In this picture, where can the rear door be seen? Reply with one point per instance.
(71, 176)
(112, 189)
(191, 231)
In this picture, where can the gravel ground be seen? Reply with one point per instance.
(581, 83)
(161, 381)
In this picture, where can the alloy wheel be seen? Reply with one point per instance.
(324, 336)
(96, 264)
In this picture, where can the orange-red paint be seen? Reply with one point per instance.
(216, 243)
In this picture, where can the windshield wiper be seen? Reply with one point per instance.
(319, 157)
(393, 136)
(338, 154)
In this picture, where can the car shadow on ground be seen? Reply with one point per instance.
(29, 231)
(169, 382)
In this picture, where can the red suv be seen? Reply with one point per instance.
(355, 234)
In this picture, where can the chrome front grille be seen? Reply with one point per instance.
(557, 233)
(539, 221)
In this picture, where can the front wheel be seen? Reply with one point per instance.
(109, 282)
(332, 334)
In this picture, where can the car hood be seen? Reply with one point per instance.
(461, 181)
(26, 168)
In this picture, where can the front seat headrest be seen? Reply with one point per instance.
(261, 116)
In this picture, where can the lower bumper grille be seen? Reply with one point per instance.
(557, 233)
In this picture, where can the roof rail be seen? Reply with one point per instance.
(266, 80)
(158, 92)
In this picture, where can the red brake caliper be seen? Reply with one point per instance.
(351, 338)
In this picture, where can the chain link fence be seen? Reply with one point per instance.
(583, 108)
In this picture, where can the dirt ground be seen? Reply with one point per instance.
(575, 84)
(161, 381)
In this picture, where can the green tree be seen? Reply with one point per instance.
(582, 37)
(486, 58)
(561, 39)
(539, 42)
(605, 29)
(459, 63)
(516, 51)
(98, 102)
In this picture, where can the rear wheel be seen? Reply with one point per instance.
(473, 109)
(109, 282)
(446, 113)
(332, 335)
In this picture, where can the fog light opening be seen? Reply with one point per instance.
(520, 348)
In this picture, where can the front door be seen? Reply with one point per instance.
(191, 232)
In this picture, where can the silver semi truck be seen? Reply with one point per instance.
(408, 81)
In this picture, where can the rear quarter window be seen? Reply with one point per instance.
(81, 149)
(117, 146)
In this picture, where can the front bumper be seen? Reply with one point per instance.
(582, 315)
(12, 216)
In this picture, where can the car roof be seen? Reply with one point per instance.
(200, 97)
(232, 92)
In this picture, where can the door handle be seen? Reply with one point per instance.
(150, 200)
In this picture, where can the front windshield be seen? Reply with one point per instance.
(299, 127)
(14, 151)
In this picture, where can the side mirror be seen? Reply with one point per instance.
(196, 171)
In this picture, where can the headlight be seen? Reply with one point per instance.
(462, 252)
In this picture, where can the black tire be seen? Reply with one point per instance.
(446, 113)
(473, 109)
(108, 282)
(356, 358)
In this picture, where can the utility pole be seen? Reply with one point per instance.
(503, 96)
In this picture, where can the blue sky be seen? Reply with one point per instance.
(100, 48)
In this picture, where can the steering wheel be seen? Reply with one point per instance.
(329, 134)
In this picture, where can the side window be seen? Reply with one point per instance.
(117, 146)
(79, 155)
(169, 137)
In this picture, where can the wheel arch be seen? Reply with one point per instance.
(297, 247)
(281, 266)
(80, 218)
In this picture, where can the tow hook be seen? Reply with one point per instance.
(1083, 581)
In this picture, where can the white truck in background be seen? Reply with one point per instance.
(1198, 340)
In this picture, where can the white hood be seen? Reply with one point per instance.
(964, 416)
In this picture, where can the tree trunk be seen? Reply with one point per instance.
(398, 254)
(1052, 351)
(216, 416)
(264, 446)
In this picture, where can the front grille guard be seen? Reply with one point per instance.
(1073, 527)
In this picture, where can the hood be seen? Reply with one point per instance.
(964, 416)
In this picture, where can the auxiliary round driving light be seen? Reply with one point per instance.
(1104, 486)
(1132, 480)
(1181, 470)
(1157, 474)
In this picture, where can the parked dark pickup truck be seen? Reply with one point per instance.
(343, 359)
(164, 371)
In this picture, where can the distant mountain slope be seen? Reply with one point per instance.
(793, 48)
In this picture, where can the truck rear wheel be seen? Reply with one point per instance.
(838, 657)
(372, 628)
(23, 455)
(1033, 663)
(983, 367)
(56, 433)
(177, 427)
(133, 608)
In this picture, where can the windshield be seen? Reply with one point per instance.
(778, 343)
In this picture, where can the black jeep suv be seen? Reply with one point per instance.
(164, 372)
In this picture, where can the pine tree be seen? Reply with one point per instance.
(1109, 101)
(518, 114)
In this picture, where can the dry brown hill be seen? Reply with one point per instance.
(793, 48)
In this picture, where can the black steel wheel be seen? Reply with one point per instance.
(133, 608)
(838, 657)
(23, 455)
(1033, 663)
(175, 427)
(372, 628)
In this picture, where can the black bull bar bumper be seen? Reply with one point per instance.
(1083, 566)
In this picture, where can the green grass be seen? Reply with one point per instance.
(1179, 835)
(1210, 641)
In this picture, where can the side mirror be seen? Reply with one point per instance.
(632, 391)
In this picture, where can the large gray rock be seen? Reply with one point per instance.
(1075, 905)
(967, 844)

=-=-=-=-=

SET EXERCISE
Write out all of the rows above again, putting "Answer with" in place of each occurrence of "Reply with" and changing nothing else.

RESULT OF THIS EXERCISE
In this picture, where can the rear door be seen? Answer with one point per instance.
(71, 176)
(112, 189)
(191, 231)
In this picture, where can the gravel ground be seen? Answer with one point per instance.
(581, 83)
(161, 381)
In this picture, where can the alloy wheel be seen? Answer with one point per instance.
(324, 336)
(96, 264)
In this picture, where can the orange-red paint be seen? Answer with one point per instance.
(216, 243)
In this picture, where can the windshield wiper be seen? Answer with one point per instance.
(319, 157)
(393, 136)
(338, 154)
In this picture, where can the car shadow on ground be seen? Answer with one point per instance.
(29, 231)
(169, 382)
In this picture, where can the red suv be seen? Answer with one point per instance.
(355, 234)
In this picture, where can the chrome front grille be seen? Answer with one point per instance.
(557, 233)
(539, 221)
In this picture, where can the front wheel be seen? Answer with one point per instance.
(109, 282)
(332, 334)
In this picture, where can the car hood be seen? Answer with one point per instance.
(461, 181)
(26, 168)
In this picture, where can the front seat headrest be seen? Answer with one point per instance.
(261, 116)
In this picture, where can the lower bumper grille be seen? Answer with one point per instance.
(557, 233)
In this picture, where can the roof rail be seen? Answer with one point per instance.
(266, 80)
(158, 92)
In this picture, where can the red brake caliper be seen? Answer with one point per instance.
(351, 338)
In this picture, where can the chain link fence be seen? Answer with one point per instance.
(583, 108)
In this picture, where can the dirt ground be seen? Answer with one point per instance.
(575, 84)
(161, 381)
In this picture, where can the green tree be seen? Answer with one point per instance.
(582, 37)
(486, 58)
(561, 39)
(539, 42)
(605, 29)
(459, 63)
(516, 51)
(98, 102)
In this picture, where can the rear wheel be seen? Answer with one point per instance.
(473, 109)
(109, 282)
(446, 113)
(332, 335)
In this picture, where can the fog light opening be seen? Answer with one point per instance.
(520, 348)
In this picture, where can the front door be seen? Answer with one point per instance.
(191, 232)
In this picture, where can the silver semi truck be seen? Answer with one point per instance.
(408, 81)
In this picture, where can the rear quarter window be seen? Answer with one point per instance.
(81, 149)
(117, 146)
In this picture, where can the front bumper be seen? Answer with one point per instance.
(582, 315)
(12, 216)
In this picture, where can the car roof be seen? Answer with one point per instance.
(200, 97)
(232, 92)
In this picture, where can the door handle be seen? Answer with one point per instance.
(150, 200)
In this picture, where can the front windshield be seen? Answer with one point per instance.
(299, 127)
(14, 151)
In this picture, where can the side mirror be seen? Answer with one point per instance.
(196, 171)
In this picture, where can the headlight be seen? Answer with one point per instance.
(462, 252)
In this picture, where can the black tire be seen? Answer with one point per instance.
(446, 113)
(473, 109)
(108, 282)
(356, 358)
In this picture, where can the utility pole be seen? Answer with one point per instance.
(503, 96)
In this picture, where can the blue sky be seen? Answer with one point per instance.
(100, 48)
In this picture, where can the steering wheel be seen? Answer with one point per instance.
(329, 134)
In this picture, where can the side window be seen? Answer with one point per instance.
(117, 146)
(79, 155)
(169, 137)
In this picture, where can the wheel arch be seen? Answer with one point per instance.
(297, 247)
(281, 266)
(80, 218)
In this picture, where can the tow hook be seen? Answer with one point per instance.
(1083, 581)
In this picture, where can the white truck in background be seen? Answer with one point per instance.
(1198, 340)
In this picture, where can the white hood be seen? Answer with one point per instance.
(964, 416)
In this picture, where can the tree trunk be seen? Answer with one point per instance.
(398, 254)
(1052, 351)
(216, 416)
(264, 446)
In this picture, where can the front grille guard be seen? Answer with one point per instance.
(1073, 527)
In this picture, where can the hood be seen? Answer with one point per instance.
(964, 416)
In this picture, where can the auxiliary round driving light be seen? Answer with one point per instance.
(1104, 486)
(1132, 480)
(1181, 470)
(1157, 474)
In this picture, where can the parked dark pickup truck be seen? Answer with one point per instance.
(343, 359)
(164, 371)
In this picture, where can the distant mountain slope be seen? Answer with one point per instance.
(793, 48)
In this picture, where can the truck rear wheel be seen? Answer with one point per instance.
(838, 657)
(372, 628)
(23, 455)
(1033, 663)
(983, 367)
(56, 433)
(177, 427)
(133, 608)
In this picture, where can the windshield be seen? Answer with one point per instance.
(778, 343)
In this picture, where can the black jeep suv be seen? Answer with one point per instance.
(164, 372)
In this picture, where can the pine tree be seen? Answer with one point per instance.
(1109, 101)
(518, 114)
In this picture, where can the dry brown hill be seen? Answer with one point per instance.
(793, 48)
In this picture, where can the black steel wheel be seen? Answer with one point per instance.
(133, 608)
(838, 657)
(23, 455)
(1033, 663)
(175, 427)
(372, 628)
In this picture, where can the black bull bar bumper be seen? Answer with one point per instance.
(1083, 566)
In this picture, where can the green grass be seen? Answer with one point per instance.
(1179, 835)
(1210, 641)
In this picture, where can the side mirror be seen? Answer with one point per instance.
(632, 391)
In this picture, where can the large gray rock be seen? Answer with one point per instance.
(1075, 905)
(967, 844)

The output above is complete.